▸ WHAT TO WORK ON
Copy, from the data below, every line that has "person" in it.

Records drawn from a dataset
^^^^^^^^^^^^^^^^

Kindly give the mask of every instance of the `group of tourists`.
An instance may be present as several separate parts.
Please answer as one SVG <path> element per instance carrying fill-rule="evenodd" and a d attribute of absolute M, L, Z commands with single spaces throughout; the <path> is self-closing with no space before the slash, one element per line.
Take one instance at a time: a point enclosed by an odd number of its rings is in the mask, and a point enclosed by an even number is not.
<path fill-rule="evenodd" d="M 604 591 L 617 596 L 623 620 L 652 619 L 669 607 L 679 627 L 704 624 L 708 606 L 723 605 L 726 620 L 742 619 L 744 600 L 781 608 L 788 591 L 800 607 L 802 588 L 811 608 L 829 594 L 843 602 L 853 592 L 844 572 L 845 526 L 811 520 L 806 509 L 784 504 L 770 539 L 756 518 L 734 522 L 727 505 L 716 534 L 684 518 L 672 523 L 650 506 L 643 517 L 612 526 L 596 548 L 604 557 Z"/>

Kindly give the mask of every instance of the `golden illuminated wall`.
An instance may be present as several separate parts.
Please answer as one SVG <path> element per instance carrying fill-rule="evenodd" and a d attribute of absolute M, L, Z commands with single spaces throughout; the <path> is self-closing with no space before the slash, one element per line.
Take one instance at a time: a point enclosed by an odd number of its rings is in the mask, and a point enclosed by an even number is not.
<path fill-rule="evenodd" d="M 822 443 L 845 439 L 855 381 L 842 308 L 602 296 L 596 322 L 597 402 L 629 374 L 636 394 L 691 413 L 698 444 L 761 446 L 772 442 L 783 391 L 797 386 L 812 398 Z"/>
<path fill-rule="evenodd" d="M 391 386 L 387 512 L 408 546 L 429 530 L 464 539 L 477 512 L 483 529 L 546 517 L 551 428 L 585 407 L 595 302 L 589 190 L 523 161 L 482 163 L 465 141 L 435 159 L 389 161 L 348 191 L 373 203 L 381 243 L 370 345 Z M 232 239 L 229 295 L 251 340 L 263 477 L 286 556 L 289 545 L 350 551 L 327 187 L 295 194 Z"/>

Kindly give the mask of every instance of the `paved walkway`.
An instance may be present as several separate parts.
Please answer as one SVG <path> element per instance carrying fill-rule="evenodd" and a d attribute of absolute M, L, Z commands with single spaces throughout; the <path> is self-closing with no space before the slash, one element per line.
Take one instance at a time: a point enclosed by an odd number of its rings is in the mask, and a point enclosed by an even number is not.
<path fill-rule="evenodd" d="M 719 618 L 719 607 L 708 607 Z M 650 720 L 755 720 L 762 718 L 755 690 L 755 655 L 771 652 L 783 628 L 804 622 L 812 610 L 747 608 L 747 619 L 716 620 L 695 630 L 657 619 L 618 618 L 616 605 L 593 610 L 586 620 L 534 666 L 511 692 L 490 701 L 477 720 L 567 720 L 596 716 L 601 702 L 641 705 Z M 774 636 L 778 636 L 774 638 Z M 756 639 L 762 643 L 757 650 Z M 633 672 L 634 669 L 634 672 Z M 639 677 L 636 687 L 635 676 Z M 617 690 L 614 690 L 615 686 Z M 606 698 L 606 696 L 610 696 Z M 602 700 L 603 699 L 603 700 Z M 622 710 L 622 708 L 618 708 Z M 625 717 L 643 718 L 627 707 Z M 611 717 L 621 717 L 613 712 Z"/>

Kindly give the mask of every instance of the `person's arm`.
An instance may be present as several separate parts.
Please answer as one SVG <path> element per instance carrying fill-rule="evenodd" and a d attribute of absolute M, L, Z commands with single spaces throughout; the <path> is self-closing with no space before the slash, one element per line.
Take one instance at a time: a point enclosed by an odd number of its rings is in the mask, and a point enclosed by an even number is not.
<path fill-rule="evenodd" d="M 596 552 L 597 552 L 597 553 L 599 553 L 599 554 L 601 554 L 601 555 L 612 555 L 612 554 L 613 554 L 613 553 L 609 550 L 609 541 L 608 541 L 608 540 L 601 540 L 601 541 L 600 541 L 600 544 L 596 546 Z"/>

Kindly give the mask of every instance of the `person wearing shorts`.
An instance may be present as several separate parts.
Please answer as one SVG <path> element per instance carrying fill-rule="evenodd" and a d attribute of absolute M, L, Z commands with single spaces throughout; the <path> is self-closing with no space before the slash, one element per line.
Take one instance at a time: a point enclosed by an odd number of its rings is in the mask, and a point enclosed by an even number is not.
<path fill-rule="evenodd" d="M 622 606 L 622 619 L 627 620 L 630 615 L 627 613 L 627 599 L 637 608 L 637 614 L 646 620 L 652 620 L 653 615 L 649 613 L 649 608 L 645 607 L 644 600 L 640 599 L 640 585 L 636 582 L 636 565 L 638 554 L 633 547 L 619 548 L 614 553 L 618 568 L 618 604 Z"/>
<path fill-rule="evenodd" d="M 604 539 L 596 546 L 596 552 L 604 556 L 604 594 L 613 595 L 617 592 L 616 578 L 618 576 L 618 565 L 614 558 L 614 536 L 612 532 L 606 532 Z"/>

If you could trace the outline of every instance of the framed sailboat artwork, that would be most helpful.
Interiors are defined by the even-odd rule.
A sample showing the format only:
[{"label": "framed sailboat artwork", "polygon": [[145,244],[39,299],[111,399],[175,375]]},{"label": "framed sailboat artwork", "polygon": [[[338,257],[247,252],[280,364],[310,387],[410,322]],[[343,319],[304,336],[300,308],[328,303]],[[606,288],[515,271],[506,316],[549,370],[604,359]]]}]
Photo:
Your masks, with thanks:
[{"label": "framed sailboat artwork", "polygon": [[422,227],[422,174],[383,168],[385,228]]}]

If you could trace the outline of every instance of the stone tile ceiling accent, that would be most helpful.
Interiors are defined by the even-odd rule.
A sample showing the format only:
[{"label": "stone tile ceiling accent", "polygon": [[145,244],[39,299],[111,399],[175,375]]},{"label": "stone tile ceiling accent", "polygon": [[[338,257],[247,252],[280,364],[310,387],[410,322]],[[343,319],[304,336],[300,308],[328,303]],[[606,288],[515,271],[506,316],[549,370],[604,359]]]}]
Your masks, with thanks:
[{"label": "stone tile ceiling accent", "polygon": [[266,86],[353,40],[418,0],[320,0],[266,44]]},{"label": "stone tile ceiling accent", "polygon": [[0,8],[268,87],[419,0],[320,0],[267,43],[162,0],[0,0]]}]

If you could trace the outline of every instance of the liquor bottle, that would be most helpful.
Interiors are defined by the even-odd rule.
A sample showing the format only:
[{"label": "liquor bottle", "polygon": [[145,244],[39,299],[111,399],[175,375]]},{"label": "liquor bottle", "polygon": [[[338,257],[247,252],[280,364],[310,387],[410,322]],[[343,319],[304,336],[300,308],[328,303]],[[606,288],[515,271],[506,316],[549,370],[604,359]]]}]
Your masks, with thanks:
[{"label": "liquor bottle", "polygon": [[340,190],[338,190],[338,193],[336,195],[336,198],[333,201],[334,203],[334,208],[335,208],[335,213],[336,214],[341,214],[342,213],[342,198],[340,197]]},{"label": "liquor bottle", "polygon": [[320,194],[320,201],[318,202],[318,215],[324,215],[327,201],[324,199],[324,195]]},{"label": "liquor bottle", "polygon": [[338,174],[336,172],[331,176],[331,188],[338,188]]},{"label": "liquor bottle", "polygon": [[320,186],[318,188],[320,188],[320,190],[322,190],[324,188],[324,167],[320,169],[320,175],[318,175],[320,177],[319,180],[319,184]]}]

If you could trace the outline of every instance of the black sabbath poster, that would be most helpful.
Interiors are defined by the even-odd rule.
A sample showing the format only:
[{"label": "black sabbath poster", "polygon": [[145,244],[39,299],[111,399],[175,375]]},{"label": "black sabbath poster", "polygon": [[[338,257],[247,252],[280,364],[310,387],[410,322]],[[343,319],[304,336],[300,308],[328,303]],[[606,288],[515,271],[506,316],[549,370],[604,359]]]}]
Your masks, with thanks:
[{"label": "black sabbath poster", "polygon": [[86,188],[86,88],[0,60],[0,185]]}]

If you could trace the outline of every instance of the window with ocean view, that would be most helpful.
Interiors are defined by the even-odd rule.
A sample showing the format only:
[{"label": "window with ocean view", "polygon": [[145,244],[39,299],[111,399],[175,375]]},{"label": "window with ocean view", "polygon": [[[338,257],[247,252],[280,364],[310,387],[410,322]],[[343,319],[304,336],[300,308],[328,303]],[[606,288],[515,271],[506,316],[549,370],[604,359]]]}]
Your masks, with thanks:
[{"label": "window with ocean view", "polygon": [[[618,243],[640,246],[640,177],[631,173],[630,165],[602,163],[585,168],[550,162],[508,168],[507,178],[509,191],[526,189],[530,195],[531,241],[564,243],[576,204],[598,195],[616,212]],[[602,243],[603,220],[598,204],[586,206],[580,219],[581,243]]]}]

^^^^^^^^^^^^^^^^

▸ RESULT OF THIS TASK
Kindly give the mask of every instance of the `person's arm`.
Kindly give the mask of every instance of the `person wearing shorts`.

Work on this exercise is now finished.